::: EXTRAIT CHOISI :::
En voici ma lecture subjective.

C’est l’auteur David Brooks, cité par Hubert, qui considère que notre vie est souvent construite comme deux montagnes : au début de notre carrière, et même avant, nous cherchons la réussite scolaire, professionnelle et financière, ainsi que le bonheur personnel et matériel. C’est la première montagne. Et puis à un moment, arrivé au sommet, ou presque, de cette première montagne, c’est le moment de se sentir insatisfait. Commence alors pour certains (mais d’autres ne s’y lancent jamais, et continuent à croire à la première montagne, poursuivant les mêmes objectifs de réussite de l’Ego), l’ascension de la deuxième montagne. C’est la montagne où l’on recherche le sens, où l’on s’engage pour de nouvelles causes, plus intimes, plus intérieures, comme la famille, la vocation, la philosophie, la foi, l’engagement pour la communauté et les autres. A chacun sa montagne, dont on n’atteint sûrement jamais le sommet.

Avec beaucoup d’humilité, Hubert nous raconte sa « vie d’avant », celle où il était persuadé qu’il avait réponse à tout, considérant alors que les autres étaient des obstacles à la résolution correcte des problèmes. Ce qui l’amenait, chaque fois qu’une équipe ou des collaborateurs lui présentaient des propositions ou un business plan, lorsqu’il était dirigeant chez Carlson Wagon Lit Travel, à s’assurer de leur dire comment faire encore mieux. C’est cette irrépressible tendance que connaissent tous les bons élèves,  à toujours vouloir dire aux autres ce qu’il faut faire, sans les écouter vraiment. Avec le recul, Hubert imagine que ses collaborateurs ont dû être souvent démoralisés par de telles pratiques.

Il cite un séminaire où le DRH de l’entreprise, avec un sens de l’humour audacieux, avait montré un organigramme de l’entreprise où toutes les cases étaient occupées par le nom d’Hubert Joly.

L’expérience du passage à la deuxième montagne, d’une nouvelle vision du management, on le comprend à la lecture des confessions d’Hubert, c’est l’expérience de tels moments gênants dans un séminaire d’entreprise, mais aussi l’expérience de rencontres, et particulièrement de rencontres avec des personnes inspirantes, souvent plus âgées, qui marquent les étapes de la vie.
::: DONNÉES FOURNIES :::
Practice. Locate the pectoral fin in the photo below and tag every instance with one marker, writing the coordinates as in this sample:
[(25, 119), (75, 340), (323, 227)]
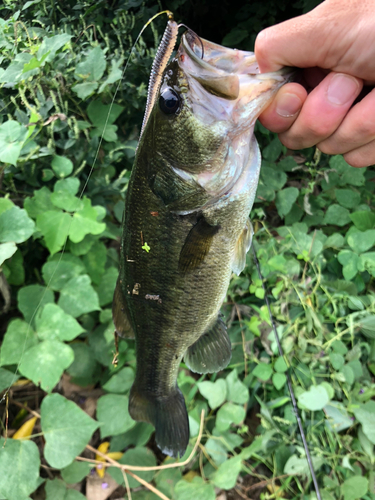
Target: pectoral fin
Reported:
[(211, 352), (120, 314), (197, 245), (242, 247)]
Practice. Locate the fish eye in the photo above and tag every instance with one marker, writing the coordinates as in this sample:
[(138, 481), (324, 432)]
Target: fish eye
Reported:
[(169, 101)]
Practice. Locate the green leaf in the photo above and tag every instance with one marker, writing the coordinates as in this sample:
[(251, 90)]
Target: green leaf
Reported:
[(56, 490), (299, 466), (92, 68), (5, 204), (85, 222), (166, 481), (78, 297), (54, 324), (54, 226), (136, 456), (15, 225), (229, 413), (18, 338), (354, 487), (12, 136), (337, 361), (197, 488), (67, 430), (226, 475), (362, 241), (234, 37), (336, 240), (84, 90), (113, 414), (366, 415), (285, 199), (349, 260), (68, 186), (31, 297), (214, 392), (216, 450), (62, 166), (273, 178), (100, 113), (7, 378), (315, 398), (348, 174), (348, 198), (45, 363), (363, 220), (280, 366), (367, 325), (278, 380), (95, 261), (114, 76), (84, 370), (39, 203), (6, 251), (75, 472), (51, 45), (121, 381), (19, 465), (237, 390), (338, 418), (337, 215), (263, 371), (367, 263), (60, 269)]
:::
### ACTION À MENER 1
Reproduisez le passage de l'extrait choisi depuis « L’expérience du passage » jusqu'à « étapes de la vie. » inclus.
### ACTION À MENER 2
Selon l'extrait choisi, qu'avait montré le DRH de l'entreprise lors du séminaire cité par Hubert ?

### RÉPONSE 1
L’expérience du passage à la deuxième montagne, d’une nouvelle vision du management, on le comprend à la lecture des confessions d’Hubert, c’est l’expérience de tels moments gênants dans un séminaire d’entreprise, mais aussi l’expérience de rencontres, et particulièrement de rencontres avec des personnes inspirantes, souvent plus âgées, qui marquent les étapes de la vie.

### RÉPONSE 2
Il avait montré un organigramme de l'entreprise où toutes les cases étaient occupées par le nom d'Hubert Joly.